# To be done:
How many lines in the entries below contain the string "reflection", with upper and lower case treated as different? Reply with the number only.

□ □ □ □

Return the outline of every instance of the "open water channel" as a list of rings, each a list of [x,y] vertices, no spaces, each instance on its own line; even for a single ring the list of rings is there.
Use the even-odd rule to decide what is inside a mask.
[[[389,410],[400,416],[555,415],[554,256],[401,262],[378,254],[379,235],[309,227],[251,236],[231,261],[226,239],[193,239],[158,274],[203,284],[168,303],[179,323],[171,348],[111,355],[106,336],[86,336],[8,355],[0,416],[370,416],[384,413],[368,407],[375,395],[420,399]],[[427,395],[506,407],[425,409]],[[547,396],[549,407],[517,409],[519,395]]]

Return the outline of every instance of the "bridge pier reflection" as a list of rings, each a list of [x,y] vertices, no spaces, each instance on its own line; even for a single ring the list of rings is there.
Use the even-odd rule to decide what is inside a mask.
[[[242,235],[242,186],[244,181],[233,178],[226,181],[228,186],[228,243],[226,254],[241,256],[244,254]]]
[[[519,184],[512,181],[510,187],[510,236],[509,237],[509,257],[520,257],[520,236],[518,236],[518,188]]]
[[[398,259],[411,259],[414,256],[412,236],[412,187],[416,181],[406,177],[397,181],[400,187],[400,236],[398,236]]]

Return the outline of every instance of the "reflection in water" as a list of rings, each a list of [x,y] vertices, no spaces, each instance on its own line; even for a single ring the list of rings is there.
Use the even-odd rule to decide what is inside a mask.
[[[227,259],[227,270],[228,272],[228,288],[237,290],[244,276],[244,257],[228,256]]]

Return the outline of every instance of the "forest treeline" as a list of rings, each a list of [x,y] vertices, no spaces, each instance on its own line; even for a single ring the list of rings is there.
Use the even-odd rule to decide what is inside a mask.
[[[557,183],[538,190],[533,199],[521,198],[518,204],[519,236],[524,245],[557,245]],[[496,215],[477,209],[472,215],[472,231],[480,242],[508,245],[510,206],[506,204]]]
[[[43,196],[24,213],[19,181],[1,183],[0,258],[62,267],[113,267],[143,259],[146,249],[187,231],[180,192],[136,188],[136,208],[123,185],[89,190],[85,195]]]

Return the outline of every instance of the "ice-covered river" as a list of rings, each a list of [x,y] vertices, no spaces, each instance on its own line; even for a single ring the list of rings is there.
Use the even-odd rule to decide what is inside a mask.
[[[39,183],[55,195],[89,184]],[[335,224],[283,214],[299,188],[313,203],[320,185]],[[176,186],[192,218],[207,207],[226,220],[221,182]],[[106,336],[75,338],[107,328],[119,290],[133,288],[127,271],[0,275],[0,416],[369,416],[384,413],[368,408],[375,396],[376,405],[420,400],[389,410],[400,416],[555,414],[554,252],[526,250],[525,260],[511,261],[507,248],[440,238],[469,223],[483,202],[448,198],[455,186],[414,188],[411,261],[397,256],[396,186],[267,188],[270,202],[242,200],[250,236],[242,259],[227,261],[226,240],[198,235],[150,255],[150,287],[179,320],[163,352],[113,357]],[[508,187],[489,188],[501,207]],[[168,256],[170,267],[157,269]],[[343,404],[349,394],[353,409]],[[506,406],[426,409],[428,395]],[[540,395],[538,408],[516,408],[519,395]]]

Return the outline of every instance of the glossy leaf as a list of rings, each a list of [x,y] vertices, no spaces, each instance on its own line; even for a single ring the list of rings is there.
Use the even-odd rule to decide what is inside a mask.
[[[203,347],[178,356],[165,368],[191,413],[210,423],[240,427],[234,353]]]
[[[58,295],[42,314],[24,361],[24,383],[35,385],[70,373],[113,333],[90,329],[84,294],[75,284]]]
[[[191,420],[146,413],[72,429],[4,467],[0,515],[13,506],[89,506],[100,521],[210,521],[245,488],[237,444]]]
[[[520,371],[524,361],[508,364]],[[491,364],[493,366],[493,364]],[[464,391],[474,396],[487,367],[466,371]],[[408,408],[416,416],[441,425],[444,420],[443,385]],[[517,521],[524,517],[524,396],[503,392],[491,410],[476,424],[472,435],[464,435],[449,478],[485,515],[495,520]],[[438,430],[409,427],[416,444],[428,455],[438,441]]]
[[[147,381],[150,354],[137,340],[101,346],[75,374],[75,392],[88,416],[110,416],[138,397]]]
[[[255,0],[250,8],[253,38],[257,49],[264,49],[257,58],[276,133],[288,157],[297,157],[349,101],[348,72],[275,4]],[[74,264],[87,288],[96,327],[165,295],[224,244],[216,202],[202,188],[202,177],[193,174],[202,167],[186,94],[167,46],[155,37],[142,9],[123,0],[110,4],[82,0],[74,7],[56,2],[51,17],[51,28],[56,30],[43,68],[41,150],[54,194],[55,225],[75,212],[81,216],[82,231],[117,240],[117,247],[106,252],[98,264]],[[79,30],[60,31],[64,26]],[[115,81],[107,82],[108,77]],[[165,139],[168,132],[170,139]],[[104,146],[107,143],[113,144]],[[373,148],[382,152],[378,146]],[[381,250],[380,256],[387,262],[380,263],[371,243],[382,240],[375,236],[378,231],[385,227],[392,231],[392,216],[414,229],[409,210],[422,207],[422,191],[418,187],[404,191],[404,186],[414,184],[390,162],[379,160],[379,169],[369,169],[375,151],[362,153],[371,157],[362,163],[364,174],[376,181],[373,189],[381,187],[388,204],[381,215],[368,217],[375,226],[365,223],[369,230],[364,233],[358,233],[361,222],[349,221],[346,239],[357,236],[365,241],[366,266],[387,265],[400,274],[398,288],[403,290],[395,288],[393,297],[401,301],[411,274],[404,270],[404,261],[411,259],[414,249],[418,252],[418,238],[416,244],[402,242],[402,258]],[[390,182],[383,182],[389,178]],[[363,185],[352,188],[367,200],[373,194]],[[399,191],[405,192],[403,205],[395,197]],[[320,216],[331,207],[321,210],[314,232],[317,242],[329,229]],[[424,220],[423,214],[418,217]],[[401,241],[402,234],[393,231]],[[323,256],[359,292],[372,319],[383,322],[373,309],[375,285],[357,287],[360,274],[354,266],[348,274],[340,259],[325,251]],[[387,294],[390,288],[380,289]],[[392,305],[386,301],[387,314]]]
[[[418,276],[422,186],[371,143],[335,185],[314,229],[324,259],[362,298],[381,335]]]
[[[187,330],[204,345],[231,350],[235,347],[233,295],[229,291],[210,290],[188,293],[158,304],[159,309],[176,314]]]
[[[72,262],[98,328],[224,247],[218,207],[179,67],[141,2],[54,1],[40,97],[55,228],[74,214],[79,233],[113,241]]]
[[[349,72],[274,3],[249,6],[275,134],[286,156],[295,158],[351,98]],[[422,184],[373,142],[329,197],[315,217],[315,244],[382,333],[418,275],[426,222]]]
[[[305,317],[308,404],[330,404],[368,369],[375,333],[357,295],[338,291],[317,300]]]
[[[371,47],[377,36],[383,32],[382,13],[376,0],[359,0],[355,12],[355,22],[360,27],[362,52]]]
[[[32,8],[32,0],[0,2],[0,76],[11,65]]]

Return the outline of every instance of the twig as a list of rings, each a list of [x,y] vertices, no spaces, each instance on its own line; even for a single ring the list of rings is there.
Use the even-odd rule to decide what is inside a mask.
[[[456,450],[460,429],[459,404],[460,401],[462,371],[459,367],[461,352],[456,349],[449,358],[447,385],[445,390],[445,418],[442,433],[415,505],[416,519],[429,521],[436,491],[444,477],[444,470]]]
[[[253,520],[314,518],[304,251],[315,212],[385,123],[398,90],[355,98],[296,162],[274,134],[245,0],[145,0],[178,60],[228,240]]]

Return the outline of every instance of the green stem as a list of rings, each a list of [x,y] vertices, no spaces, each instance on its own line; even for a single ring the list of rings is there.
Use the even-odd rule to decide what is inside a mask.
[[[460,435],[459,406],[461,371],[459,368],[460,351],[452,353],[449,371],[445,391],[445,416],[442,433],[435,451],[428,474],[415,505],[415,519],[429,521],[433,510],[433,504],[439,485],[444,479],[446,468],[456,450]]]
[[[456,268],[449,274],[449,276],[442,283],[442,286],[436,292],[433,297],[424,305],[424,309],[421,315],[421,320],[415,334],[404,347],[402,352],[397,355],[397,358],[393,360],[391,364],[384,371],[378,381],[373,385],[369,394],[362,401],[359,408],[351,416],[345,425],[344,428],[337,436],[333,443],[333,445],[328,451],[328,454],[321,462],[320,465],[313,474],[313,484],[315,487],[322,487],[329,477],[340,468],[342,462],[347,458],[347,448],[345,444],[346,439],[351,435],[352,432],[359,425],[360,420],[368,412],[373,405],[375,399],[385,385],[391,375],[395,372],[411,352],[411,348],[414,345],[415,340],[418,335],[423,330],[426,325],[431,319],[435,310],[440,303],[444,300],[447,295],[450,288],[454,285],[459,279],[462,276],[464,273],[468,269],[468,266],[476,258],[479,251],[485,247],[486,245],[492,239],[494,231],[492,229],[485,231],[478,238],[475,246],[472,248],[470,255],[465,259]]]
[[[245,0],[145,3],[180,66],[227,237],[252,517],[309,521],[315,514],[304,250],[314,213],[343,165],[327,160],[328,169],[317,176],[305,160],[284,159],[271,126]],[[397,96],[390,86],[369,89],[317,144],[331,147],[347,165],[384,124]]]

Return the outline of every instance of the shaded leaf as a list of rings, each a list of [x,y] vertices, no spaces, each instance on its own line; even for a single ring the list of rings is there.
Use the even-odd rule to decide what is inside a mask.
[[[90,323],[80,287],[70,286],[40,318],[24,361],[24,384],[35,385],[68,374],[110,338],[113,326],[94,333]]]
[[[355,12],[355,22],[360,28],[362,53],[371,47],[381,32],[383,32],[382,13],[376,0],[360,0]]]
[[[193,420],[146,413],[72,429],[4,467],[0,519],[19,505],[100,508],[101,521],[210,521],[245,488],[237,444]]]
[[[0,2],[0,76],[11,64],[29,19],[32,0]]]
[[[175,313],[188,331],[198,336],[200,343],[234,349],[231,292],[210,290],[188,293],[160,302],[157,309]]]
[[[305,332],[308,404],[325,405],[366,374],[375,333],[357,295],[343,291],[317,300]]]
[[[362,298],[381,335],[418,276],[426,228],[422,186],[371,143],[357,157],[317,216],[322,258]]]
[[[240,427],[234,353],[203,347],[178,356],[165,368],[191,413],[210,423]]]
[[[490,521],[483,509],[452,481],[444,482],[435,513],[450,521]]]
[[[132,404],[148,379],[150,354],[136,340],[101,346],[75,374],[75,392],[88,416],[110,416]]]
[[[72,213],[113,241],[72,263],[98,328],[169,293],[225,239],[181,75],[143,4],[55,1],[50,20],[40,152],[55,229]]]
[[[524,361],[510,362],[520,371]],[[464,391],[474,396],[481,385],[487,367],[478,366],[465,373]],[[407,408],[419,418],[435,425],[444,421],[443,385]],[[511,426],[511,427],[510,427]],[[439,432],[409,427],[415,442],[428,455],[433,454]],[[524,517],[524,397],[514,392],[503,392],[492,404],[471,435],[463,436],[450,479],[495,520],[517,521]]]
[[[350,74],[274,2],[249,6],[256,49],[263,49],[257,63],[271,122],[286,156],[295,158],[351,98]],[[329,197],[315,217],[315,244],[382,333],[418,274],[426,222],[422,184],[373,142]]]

□ □ □ □

# Task solution:
2